▶ _Requirement 1_: Extract the portion of the passage on the 2014 UK government review of the Muslim Brotherhood between "In November 2016, the" and "and Charles Farr.", inclusive, copying it verbatim.

▶ _Quoted text_:
= 2014 UK government review of the Muslim Brotherhood =

In March 2014, British Prime Minister David Cameron asked the then British Ambassador to Saudi Arabia, Sir John Jenkins, to lead a government review into the Muslim Brotherhood.

The news of the review came when Prime Minister Cameron announced the review at a press conference in late March 2014. "We want to challenge the extremist narrative that some Islamist organisations have put out," the Prime Minister said, and "What I think is important about the Muslim Brotherhood is that we understand what this organisation is, what it stands for, what its beliefs are in terms of the path of extremism and violent extremism, what its connections are with other groups, what its presence is here in the United Kingdom. Our policies should be informed by a complete picture of that knowledge."

Following the announcement at the press conference questions were asked at the House of Lords and the government made it clear that some of the findings of the review would be published. A government announcement stated that "the purpose of the review is to produce an internal report to the Prime Minister to inform government policy towards the Muslim Brotherhood." The government also asked interested parties to submit evidence to be used in the review.

In November 2016, the Foreign Affairs Select Committee released a report denouncing the previous report and attempting to cast the Muslim Brotherhood in a better light. However, this newer report has garnered criticism for its alleged bias as well.

==Jenkins Commission==
Sir John Jenkins was asked to draw up a report on the philosophy and values and alleged connections with extremism and violence by the Muslim Brotherhood. Other key players in the review team were Sir Kim Darroch, the prime minister's national security adviser, Sir John Sawers, the current chief of the Secret Intelligence Service (MI6) and Charles Farr, at the time of writing Director General of the Office for Security and Counter Terrorism in the Home Office. The final authors of the review were Sir John Jenkins and Charles Farr.

== Review period ==
The investigative part of the review was completed in July 2014. The government also asked interested parties to submit evidence to be used in the review.

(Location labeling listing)
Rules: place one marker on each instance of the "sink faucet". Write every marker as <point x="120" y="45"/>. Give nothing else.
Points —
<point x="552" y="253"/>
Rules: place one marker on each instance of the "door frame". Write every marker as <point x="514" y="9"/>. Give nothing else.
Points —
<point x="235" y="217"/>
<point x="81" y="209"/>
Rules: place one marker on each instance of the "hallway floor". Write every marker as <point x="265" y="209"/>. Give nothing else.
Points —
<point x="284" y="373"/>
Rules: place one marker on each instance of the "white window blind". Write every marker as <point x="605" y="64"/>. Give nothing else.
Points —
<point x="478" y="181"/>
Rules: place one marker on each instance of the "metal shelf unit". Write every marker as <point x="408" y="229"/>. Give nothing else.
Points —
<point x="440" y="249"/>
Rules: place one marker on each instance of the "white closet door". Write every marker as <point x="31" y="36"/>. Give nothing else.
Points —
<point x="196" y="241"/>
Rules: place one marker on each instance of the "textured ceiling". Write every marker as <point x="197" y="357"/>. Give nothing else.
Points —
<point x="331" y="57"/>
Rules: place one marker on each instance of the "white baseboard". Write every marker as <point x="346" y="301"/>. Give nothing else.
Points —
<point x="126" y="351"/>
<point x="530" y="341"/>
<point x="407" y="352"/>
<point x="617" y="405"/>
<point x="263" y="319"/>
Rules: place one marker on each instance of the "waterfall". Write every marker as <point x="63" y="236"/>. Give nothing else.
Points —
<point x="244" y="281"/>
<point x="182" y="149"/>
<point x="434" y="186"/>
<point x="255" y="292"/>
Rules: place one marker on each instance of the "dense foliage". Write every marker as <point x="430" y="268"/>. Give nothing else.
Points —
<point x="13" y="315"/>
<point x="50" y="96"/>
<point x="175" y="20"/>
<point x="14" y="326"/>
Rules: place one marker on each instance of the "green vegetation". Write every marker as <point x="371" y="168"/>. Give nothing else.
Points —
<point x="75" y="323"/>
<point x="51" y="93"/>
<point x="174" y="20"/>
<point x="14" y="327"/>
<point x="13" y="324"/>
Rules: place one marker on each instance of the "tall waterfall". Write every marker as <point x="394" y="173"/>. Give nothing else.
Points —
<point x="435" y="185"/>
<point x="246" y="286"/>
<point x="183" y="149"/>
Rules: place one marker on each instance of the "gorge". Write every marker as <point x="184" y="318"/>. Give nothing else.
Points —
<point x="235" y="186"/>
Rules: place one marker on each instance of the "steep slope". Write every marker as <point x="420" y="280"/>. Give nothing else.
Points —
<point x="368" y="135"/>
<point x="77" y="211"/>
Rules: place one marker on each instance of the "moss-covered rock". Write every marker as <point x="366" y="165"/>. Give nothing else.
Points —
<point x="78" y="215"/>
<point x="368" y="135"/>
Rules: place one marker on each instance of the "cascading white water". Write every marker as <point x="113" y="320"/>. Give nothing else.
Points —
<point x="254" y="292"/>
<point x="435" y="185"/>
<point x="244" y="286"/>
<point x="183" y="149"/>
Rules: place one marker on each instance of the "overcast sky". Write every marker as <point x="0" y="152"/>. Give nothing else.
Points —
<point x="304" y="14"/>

▶ _Requirement 2_: Count the lines of the listing that contain the string "door", and give only the number.

▶ _Problem solution 1_:
In November 2016, the Foreign Affairs Select Committee released a report denouncing the previous report and attempting to cast the Muslim Brotherhood in a better light. However, this newer report has garnered criticism for its alleged bias as well.

==Jenkins Commission==
Sir John Jenkins was asked to draw up a report on the philosophy and values and alleged connections with extremism and violence by the Muslim Brotherhood. Other key players in the review team were Sir Kim Darroch, the prime minister's national security adviser, Sir John Sawers, the current chief of the Secret Intelligence Service (MI6) and Charles Farr, at the time of writing Director General of the Office for Security and Counter Terrorism in the Home Office. The final authors of the review were Sir John Jenkins and Charles Farr.

▶ _Problem solution 2_: 2